Line count for the string "written": state how many lines in the records below hold it, giving only the number.
** LISTED RECORDS follows **
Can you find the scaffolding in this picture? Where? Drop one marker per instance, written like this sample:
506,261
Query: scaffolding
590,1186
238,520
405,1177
** End of LISTED RECORDS **
** LISTED RECORDS follows **
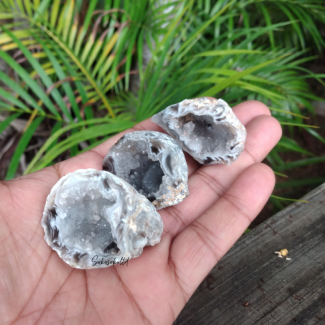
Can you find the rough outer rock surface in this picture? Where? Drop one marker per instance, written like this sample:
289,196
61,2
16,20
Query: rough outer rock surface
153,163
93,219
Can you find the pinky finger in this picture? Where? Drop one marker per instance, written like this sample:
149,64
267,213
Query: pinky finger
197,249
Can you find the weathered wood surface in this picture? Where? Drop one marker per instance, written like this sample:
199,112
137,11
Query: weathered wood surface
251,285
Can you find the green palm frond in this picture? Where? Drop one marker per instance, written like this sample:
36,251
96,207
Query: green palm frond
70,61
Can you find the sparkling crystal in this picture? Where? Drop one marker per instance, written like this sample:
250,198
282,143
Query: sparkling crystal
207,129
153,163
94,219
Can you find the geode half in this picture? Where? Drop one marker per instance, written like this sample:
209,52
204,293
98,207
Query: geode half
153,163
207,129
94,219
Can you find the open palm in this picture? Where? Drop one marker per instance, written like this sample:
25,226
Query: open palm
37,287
** End of LISTED RECORDS **
§ **SOLUTION TO THE PROBLEM**
8